> [Prompt] Please extract every line of the items below and reproduce them verbatim, keeping their original order.

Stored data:
-- BEGIN --

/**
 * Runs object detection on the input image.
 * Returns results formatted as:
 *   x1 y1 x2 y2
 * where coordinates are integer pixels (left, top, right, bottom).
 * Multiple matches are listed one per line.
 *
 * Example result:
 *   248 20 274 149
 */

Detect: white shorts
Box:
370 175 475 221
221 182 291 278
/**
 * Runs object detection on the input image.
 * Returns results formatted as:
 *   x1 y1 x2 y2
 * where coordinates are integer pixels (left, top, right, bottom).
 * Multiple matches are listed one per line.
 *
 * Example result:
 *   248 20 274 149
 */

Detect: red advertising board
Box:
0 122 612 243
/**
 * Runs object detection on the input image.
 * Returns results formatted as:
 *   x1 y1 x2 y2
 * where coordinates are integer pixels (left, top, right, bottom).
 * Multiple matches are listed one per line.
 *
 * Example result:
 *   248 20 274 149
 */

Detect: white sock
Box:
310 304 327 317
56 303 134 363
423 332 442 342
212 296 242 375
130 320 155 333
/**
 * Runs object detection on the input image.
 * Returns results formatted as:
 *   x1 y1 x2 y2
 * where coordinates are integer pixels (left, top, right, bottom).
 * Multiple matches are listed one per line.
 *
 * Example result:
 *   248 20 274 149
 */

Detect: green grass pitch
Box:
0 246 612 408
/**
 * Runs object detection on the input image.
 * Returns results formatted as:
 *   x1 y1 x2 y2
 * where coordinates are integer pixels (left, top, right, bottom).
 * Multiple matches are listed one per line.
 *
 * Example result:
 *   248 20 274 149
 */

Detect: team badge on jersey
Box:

-- END --

> [The solution]
/**
 * Runs object detection on the input image.
 * Returns results formatted as:
 *   x1 y1 x2 y2
 * where coordinates are integer pixels (left, top, right, bottom).
 * Multiple matches are listed one per line.
 *
 * Example result:
 *   248 20 274 149
 */

Detect: white shorts
Box:
370 175 475 221
221 182 291 278
/**
 * Runs object detection on the input image.
 * Returns results formatted as:
 *   x1 y1 x2 y2
 * where coordinates are integer pixels (left, top, right, bottom).
 * Multiple matches are listed one per line.
 *
 * Example result:
 *   248 20 274 149
 */

Detect: red advertising board
Box:
0 122 612 243
/**
 * Runs object detection on the input image.
 * Returns results formatted as:
 *   x1 y1 x2 y2
 * where coordinates are integer pixels (left, top, right, bottom).
 * Multiple matches are listed one per line.
 *
 * Example result:
 *   248 20 274 149
 */

Detect: white sock
Box:
310 304 327 317
56 303 134 363
423 332 442 342
212 296 242 375
130 320 155 333
/**
 * Runs object detection on the input image.
 * Returns results formatted as:
 *   x1 y1 x2 y2
 * where coordinates are integer pixels (left, top, right, bottom).
 * Multiple matches are listed one per line.
 *
 * Example result:
 *   248 20 274 149
 */

Detect: green grass pitch
Box:
0 246 612 408
/**
 * Runs object detection on the input image.
 * Returns results formatted as:
 *   x1 y1 x2 y2
 * where coordinates are integer pixels (left, top, right, bottom).
 * Multiple matches are listed one per line.
 *
 * Example result:
 *   248 20 274 149
 */

Detect: team badge on jersey
Box:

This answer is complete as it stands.